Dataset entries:
---------------
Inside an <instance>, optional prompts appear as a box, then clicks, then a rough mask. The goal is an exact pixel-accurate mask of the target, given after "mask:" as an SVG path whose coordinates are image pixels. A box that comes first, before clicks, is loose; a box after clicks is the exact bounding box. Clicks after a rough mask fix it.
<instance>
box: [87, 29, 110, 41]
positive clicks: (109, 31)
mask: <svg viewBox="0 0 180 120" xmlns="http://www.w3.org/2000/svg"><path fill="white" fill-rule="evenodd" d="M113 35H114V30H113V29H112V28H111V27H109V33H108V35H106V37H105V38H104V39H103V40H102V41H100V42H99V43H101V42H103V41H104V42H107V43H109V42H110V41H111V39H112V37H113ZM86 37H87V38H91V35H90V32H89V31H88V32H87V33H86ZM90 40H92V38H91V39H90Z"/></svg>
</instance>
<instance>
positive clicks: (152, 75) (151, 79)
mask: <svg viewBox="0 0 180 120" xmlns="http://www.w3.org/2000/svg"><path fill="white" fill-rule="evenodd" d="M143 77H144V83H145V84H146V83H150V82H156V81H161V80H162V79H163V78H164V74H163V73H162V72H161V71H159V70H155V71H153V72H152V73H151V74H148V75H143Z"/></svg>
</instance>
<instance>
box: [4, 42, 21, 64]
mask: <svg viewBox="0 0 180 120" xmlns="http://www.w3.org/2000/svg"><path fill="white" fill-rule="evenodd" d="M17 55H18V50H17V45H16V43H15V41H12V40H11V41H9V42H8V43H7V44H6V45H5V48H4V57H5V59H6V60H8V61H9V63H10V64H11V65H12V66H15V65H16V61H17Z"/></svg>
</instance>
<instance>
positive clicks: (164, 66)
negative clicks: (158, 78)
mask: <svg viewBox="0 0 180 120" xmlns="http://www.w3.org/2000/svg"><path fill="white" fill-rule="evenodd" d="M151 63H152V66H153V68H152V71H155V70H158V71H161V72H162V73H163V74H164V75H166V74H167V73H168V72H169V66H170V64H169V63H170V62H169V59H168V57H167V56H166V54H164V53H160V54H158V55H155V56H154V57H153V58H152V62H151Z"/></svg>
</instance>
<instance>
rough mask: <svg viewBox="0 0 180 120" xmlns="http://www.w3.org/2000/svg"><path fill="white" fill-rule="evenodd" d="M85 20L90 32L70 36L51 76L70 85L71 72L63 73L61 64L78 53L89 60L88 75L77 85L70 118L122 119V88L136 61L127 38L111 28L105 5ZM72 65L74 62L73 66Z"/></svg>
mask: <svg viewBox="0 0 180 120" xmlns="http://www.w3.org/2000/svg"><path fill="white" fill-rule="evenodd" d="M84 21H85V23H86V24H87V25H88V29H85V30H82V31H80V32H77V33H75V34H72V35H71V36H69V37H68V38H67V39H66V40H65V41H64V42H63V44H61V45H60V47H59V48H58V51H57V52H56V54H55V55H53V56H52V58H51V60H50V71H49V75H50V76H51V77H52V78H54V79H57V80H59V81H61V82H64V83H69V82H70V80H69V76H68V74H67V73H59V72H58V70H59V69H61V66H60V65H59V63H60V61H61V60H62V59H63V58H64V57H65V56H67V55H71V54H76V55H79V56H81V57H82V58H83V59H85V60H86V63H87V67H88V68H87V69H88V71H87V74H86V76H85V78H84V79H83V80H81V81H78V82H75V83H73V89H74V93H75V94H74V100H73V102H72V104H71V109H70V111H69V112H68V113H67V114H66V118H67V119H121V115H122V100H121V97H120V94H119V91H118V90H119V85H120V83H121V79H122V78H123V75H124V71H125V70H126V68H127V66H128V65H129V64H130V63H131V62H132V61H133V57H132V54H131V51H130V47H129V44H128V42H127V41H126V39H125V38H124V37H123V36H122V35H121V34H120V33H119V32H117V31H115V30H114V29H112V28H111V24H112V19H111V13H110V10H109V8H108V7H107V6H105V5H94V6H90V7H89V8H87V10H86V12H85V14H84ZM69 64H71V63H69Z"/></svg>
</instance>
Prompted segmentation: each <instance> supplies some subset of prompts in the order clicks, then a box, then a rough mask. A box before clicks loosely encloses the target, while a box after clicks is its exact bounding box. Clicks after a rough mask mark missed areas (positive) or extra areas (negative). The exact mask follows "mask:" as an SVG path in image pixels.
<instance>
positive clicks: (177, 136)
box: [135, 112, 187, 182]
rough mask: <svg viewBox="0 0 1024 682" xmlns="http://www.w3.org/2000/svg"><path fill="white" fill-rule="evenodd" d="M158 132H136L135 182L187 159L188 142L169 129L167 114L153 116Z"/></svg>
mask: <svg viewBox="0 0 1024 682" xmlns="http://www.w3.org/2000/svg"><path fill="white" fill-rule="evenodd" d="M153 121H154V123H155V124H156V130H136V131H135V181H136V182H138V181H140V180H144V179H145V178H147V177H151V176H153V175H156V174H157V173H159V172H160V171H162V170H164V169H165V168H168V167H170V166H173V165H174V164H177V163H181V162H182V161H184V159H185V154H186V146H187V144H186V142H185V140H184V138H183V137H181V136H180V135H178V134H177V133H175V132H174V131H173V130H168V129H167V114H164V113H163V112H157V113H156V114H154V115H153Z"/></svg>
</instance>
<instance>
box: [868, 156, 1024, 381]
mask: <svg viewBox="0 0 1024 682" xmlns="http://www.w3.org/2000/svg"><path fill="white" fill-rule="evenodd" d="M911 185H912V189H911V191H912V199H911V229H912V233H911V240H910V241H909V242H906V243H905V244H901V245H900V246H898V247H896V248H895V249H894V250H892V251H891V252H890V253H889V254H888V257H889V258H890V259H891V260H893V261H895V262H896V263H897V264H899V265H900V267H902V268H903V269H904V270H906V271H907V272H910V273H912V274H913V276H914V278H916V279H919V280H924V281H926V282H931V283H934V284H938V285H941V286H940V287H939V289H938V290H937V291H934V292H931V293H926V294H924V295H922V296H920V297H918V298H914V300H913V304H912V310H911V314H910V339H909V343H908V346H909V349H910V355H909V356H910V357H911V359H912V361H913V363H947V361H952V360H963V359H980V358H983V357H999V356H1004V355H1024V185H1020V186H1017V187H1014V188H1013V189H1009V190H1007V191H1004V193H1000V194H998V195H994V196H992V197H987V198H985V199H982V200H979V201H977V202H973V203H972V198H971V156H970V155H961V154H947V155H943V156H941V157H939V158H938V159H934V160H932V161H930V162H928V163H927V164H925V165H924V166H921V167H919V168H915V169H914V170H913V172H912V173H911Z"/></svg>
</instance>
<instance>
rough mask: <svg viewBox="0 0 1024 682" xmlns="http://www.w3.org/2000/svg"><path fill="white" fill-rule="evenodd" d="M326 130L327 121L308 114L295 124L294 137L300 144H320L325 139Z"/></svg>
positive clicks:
---------------
# Aim of the task:
Would it be possible to reproduce all the entries exactly as they appear above?

# Exercise answer:
Inside an <instance>, optional prompts appear as a box, then clicks, then a rough mask. The goal is an exact pixel-accurate mask of the target, given after "mask:" as an SVG path whose coordinates are image pixels. A box that comes first, before clicks, is loose; a box after clicks is the exact bounding box. Clicks after a rough mask fix it.
<instance>
box: [87, 29, 110, 41]
positive clicks: (109, 31)
mask: <svg viewBox="0 0 180 120" xmlns="http://www.w3.org/2000/svg"><path fill="white" fill-rule="evenodd" d="M113 35H114V30H113V29H112V28H111V27H109V33H108V35H106V37H105V38H104V39H103V40H102V41H100V42H99V43H101V42H103V41H104V42H107V43H109V42H110V41H111V39H112V37H113ZM86 37H87V38H91V35H90V32H89V31H88V32H87V33H86ZM90 40H92V38H91V39H90Z"/></svg>
</instance>
<instance>
positive clicks: (152, 75) (151, 79)
mask: <svg viewBox="0 0 180 120" xmlns="http://www.w3.org/2000/svg"><path fill="white" fill-rule="evenodd" d="M143 77H144V83H145V84H146V83H150V82H156V81H161V80H162V79H163V78H164V74H163V73H162V72H161V71H159V70H155V71H153V72H152V73H151V74H148V75H143Z"/></svg>
</instance>
<instance>
box: [4, 42, 21, 64]
mask: <svg viewBox="0 0 180 120" xmlns="http://www.w3.org/2000/svg"><path fill="white" fill-rule="evenodd" d="M17 55H18V50H17V45H16V43H15V41H12V40H11V41H9V42H8V43H7V44H6V45H5V48H4V57H5V59H6V60H8V61H9V63H10V64H11V65H12V66H15V65H16V61H17Z"/></svg>
</instance>
<instance>
positive clicks: (164, 66)
negative clicks: (158, 78)
mask: <svg viewBox="0 0 180 120" xmlns="http://www.w3.org/2000/svg"><path fill="white" fill-rule="evenodd" d="M151 63H152V66H153V68H152V71H155V70H158V71H161V72H162V73H163V74H164V75H166V74H167V73H168V72H169V66H170V64H169V63H170V62H169V59H168V57H167V56H166V54H164V53H160V54H158V55H155V56H154V57H153V58H152V62H151Z"/></svg>
</instance>
<instance>
rough mask: <svg viewBox="0 0 180 120" xmlns="http://www.w3.org/2000/svg"><path fill="white" fill-rule="evenodd" d="M85 20L90 32L70 36L51 76L70 85L71 72L63 73L61 64L78 53L89 60L88 75L77 85L70 118L122 119V88L136 61L127 38L111 28L105 5ZM72 65L74 62L73 66Z"/></svg>
mask: <svg viewBox="0 0 180 120" xmlns="http://www.w3.org/2000/svg"><path fill="white" fill-rule="evenodd" d="M84 21H85V23H86V24H87V25H88V29H85V30H82V31H80V32H77V33H75V34H72V35H71V36H69V37H68V38H67V39H66V40H65V41H64V42H63V44H61V45H60V47H59V48H58V51H57V52H56V54H55V55H53V56H52V58H51V60H50V71H49V75H50V76H51V77H52V78H54V79H57V80H59V81H61V82H64V83H69V82H70V80H69V76H68V74H67V73H59V72H58V70H59V69H61V66H60V65H59V63H60V61H61V60H62V59H63V58H64V57H65V56H67V55H71V54H76V55H79V56H81V57H82V58H83V59H85V60H86V63H87V67H88V68H87V69H88V71H87V74H86V76H85V78H84V79H83V80H81V81H78V82H75V83H73V89H74V93H75V94H74V100H73V102H72V104H71V109H70V111H69V112H68V113H67V114H66V118H67V119H121V115H122V100H121V97H120V94H119V91H118V90H119V85H120V83H121V79H122V78H123V75H124V71H125V70H126V68H127V66H128V65H129V64H130V63H131V62H132V61H133V57H132V54H131V51H130V47H129V44H128V42H127V41H126V39H125V38H124V37H123V36H122V35H121V34H120V33H119V32H117V31H115V30H114V29H112V28H111V24H112V19H111V13H110V10H109V8H108V7H107V6H105V5H94V6H90V7H89V8H87V10H86V12H85V14H84ZM69 64H71V63H69Z"/></svg>
</instance>
Prompted segmentation: each <instance> supplies some subset of prompts in the order clicks, then a box, then a rough mask. A box before clicks loosely encloses the target, while a box after clicks is its exact bounding box. Clicks after a rough mask mark missed areas (positive) or extra areas (negative). The exact mask follows "mask:" as an SVG path in image pixels.
<instance>
positive clicks: (177, 136)
box: [135, 112, 187, 182]
rough mask: <svg viewBox="0 0 1024 682" xmlns="http://www.w3.org/2000/svg"><path fill="white" fill-rule="evenodd" d="M158 132H136L135 182L187 159L188 142L169 129L167 114L153 116Z"/></svg>
mask: <svg viewBox="0 0 1024 682" xmlns="http://www.w3.org/2000/svg"><path fill="white" fill-rule="evenodd" d="M153 121H154V123H155V124H156V130H136V131H135V181H136V182H138V181H140V180H144V179H145V178H147V177H151V176H153V175H156V174H157V173H159V172H160V171H162V170H164V169H165V168H168V167H170V166H173V165H174V164H177V163H181V162H182V161H184V159H185V154H186V146H187V144H186V142H185V140H184V138H183V137H181V136H180V135H178V134H177V133H175V132H174V131H173V130H168V129H167V114H164V113H163V112H157V113H156V114H154V115H153Z"/></svg>
</instance>
<instance>
box: [868, 156, 1024, 381]
mask: <svg viewBox="0 0 1024 682" xmlns="http://www.w3.org/2000/svg"><path fill="white" fill-rule="evenodd" d="M911 185H912V189H911V191H912V199H911V229H912V233H911V240H910V241H909V242H906V243H905V244H901V245H900V246H898V247H896V248H895V249H894V250H892V251H891V252H890V253H889V254H888V257H889V258H890V259H891V260H893V261H895V262H896V263H897V264H899V265H900V267H902V268H903V269H904V270H906V271H907V272H910V273H912V274H913V276H914V278H916V279H919V280H924V281H926V282H931V283H934V284H938V285H941V286H940V287H939V289H938V290H937V291H934V292H931V293H926V294H924V295H922V296H920V297H918V298H914V300H913V304H912V310H911V314H910V339H909V343H908V346H909V349H910V355H909V356H910V357H911V359H912V361H913V363H947V361H952V360H963V359H980V358H983V357H999V356H1004V355H1024V185H1020V186H1017V187H1014V188H1013V189H1009V190H1007V191H1004V193H1000V194H998V195H994V196H992V197H987V198H985V199H982V200H979V201H977V202H973V203H972V198H971V156H970V155H961V154H947V155H943V156H941V157H939V158H938V159H934V160H932V161H930V162H928V163H927V164H925V165H924V166H921V167H919V168H915V169H914V170H913V172H912V173H911Z"/></svg>
</instance>
<instance>
rough mask: <svg viewBox="0 0 1024 682" xmlns="http://www.w3.org/2000/svg"><path fill="white" fill-rule="evenodd" d="M326 130L327 121L308 114L295 124L294 137L300 144H320L325 139Z"/></svg>
positive clicks:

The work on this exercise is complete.